# [Written task]
Copy out all of the entries below, swapping every occurrence of "one per instance" for "one point per instance" and changing nothing else.

Source data:
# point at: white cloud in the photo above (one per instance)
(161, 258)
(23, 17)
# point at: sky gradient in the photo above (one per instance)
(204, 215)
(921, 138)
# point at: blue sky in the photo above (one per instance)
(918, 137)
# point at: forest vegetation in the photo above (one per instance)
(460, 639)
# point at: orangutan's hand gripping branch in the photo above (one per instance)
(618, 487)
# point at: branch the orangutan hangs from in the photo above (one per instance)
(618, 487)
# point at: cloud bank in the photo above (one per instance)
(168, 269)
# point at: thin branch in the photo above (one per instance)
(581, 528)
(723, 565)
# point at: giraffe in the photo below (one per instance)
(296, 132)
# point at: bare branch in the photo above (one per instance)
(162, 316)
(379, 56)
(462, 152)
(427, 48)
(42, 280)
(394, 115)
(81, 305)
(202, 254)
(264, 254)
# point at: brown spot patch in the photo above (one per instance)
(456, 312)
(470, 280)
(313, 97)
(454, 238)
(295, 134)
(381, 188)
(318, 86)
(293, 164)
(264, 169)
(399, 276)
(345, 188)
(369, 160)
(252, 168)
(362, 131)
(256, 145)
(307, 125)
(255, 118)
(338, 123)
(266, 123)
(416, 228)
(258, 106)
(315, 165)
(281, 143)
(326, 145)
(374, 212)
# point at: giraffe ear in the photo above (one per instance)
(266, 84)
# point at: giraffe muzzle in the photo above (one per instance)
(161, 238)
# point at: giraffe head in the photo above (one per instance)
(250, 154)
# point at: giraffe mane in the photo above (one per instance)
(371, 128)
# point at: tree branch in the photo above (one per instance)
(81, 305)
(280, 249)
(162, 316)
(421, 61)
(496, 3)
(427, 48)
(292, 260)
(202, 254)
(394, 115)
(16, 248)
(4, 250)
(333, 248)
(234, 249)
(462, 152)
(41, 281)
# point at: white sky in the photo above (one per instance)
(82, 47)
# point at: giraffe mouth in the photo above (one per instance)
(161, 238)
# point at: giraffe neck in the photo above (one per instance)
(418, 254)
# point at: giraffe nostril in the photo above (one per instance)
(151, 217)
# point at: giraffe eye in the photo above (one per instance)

# [Finished answer]
# point at: white cloud in the photo above (one point per instance)
(161, 258)
(23, 17)
# point at: sky gradient in the photo above (one point per instance)
(204, 215)
(921, 138)
# point at: blue sky in the photo above (one point per instance)
(918, 137)
# point at: forest vegetation in the photo above (one point per instance)
(460, 639)
# point at: orangutan's hand gripping branch in the photo above (one point per instance)
(618, 487)
# point at: branch the orangutan hangs from in the photo above (one point per instance)
(618, 487)
# point at: cloud bank in the photo above (one point per instance)
(168, 269)
# point at: thin branch in the photo above (one point per instance)
(581, 528)
(723, 565)
# point at: giraffe in the photo below (one point per instance)
(296, 132)
# point at: bare branch in the photo above (one point per instance)
(162, 316)
(379, 56)
(462, 152)
(427, 48)
(42, 280)
(394, 115)
(81, 305)
(202, 254)
(264, 254)
# point at: brown spot patch in the photo above (one point per instance)
(456, 312)
(470, 280)
(313, 97)
(454, 238)
(295, 134)
(381, 188)
(318, 86)
(293, 164)
(264, 169)
(399, 276)
(345, 188)
(369, 160)
(252, 168)
(362, 131)
(256, 145)
(307, 125)
(255, 118)
(338, 123)
(266, 123)
(416, 228)
(258, 106)
(315, 165)
(281, 143)
(326, 145)
(374, 212)
# point at: giraffe ear in the photo above (one point per instance)
(266, 84)
# point at: giraffe muzzle in the photo above (one point per instance)
(161, 238)
# point at: giraffe head in the photo above (one point per instance)
(250, 154)
# point at: giraffe mane in the photo above (one point per instance)
(371, 128)
# point at: tree branch in the photo above (one point per instance)
(81, 305)
(280, 249)
(162, 316)
(421, 61)
(496, 3)
(427, 48)
(292, 260)
(202, 254)
(394, 115)
(16, 248)
(4, 250)
(333, 248)
(234, 249)
(462, 152)
(41, 281)
# point at: white sky in the photo above (one point per instance)
(82, 47)
# point at: giraffe mouth in the photo above (one point per instance)
(161, 238)
# point at: giraffe neck in the photo above (one point per instance)
(418, 254)
# point at: giraffe nostril in the photo above (one point per instance)
(151, 217)
# point at: giraffe eye in the photo above (one point per instance)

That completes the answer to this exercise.